> CONSIGNE DONNÉE A: Présente sous forme de liste JSON de chaînes, une chaîne par ligne et sans les lignes vides, les lignes sources depuis celle qui contient « Task: locate the boy's ear » jusqu'à celle qui contient « column 77, row 91 », toutes deux comprises.

*** EXTRAIT DU DOCUMENT ***

Comment se passera l’accompagnement des quelques projets sélectionnés ?
Christophe Lienard. L’Action Tank, qui encadre la démarche, est présidé par Olivier Roussat, le directeur général du Groupe et est composé de deux à trois patrons de chaque Métier du groupe. Ils seront d’ailleurs les « Executive Sponsors » des projets sélectionnés. .Nous sommes enfin accompagnés par des conseillers internes et externes pour durcir les projets dans la phase de maturation. Axeleo par exemple a été l’un de nos partenaires précédemment [les partenaires pour le programme actuel sont en cours de sélection, NDLR].
Premier sponsor de la démarche d’innovation chez Bouygues…
Olivier Roussat, directeur général du Groupe
« La confrontation permanente à des défis de toute nature constitue un terrain propice pour faire naître chez les collaborateurs des idées de business en marge de nos activités principales.
Aussi, afin de bénéficier en mode agile d’un développement d’activités commerciales complémentaires à nos métiers associées à ces nouvelles idées, le groupe encourage et facilite une dynamique intrapreneuriale, en profitant notamment des synergies entre ses métiers. »
Qu’est-ce qui est complexe finalement dans le montage de tels projets ?

***

> CONSIGNE DONNÉE B: Pour chaque affirmation, dis si elle concorde avec l'extrait du document en répondant oui ou non, puis cite les mots décisifs du texte. (i) L'Action Tank est présidé par Olivier Roussat. (ii) Axeleo est confirmé comme partenaire du programme actuel. (iii) L'Action Tank compte deux à trois patrons de chaque Métier du groupe.

*** DONNÉES SOURCES ***

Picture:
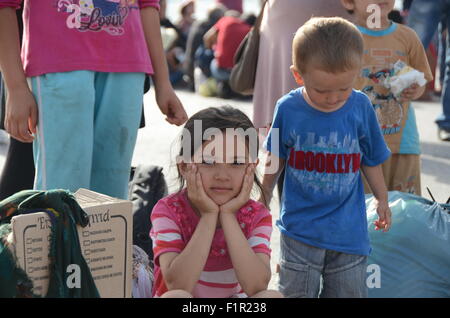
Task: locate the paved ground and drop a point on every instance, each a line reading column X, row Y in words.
column 156, row 145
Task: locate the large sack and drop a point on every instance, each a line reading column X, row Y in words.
column 414, row 256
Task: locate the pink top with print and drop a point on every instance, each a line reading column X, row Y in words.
column 95, row 35
column 173, row 224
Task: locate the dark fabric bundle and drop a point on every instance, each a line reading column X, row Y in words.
column 65, row 214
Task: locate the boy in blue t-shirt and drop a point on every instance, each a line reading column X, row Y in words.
column 323, row 134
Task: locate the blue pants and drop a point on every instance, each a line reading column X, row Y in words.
column 424, row 18
column 302, row 266
column 87, row 130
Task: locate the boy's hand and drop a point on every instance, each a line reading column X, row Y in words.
column 413, row 92
column 384, row 221
column 242, row 198
column 21, row 115
column 170, row 105
column 196, row 192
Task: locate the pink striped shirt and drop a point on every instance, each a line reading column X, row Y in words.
column 93, row 35
column 173, row 224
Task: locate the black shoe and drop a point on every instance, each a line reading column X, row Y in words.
column 443, row 135
column 224, row 90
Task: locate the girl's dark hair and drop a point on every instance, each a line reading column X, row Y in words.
column 220, row 118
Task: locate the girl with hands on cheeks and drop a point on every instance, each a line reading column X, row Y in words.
column 209, row 238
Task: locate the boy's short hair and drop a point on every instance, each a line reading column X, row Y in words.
column 331, row 44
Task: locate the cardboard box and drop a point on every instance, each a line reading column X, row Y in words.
column 106, row 244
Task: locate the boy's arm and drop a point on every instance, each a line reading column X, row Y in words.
column 21, row 108
column 167, row 101
column 273, row 167
column 375, row 179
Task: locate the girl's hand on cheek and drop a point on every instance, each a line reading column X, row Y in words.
column 196, row 192
column 242, row 198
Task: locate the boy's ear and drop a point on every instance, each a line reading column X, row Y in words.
column 298, row 78
column 348, row 4
column 182, row 168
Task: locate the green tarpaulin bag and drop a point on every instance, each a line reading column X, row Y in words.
column 413, row 258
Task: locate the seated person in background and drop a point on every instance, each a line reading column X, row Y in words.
column 224, row 39
column 187, row 9
column 195, row 41
column 174, row 42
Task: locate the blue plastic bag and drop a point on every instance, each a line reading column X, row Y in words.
column 413, row 258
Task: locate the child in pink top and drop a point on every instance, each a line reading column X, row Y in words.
column 210, row 239
column 77, row 91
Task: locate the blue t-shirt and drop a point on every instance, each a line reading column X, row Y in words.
column 323, row 201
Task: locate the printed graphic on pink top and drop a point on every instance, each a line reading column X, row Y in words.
column 97, row 15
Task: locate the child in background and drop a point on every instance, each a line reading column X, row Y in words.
column 384, row 45
column 85, row 62
column 328, row 133
column 210, row 239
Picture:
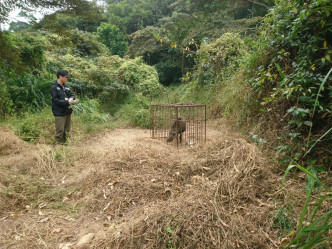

***

> RÉPONSE FINALE A:
[
  "Task: locate the boy's ear and drop a point on every instance, each a line reading column X, row Y in words.",
  "column 298, row 78",
  "column 348, row 4",
  "column 182, row 168",
  "Task: locate the green tarpaulin bag and drop a point on every instance, each a line reading column X, row Y in words.",
  "column 413, row 258",
  "Task: locate the seated person in background and drop a point on every instance, each a line reading column X, row Y in words.",
  "column 224, row 39",
  "column 187, row 9",
  "column 195, row 41",
  "column 174, row 42",
  "Task: locate the blue plastic bag and drop a point on every instance, each a line reading column X, row Y in words.",
  "column 413, row 258",
  "Task: locate the child in pink top and drop a point on every instance, each a line reading column X, row Y in words.",
  "column 210, row 239",
  "column 77, row 91"
]

> RÉPONSE FINALE B:
(i) Oui : « est présidé par Olivier Roussat ».
(ii) Non : « les partenaires pour le programme actuel sont en cours de sélection ».
(iii) Oui : « est composé de deux à trois patrons de chaque Métier du groupe ».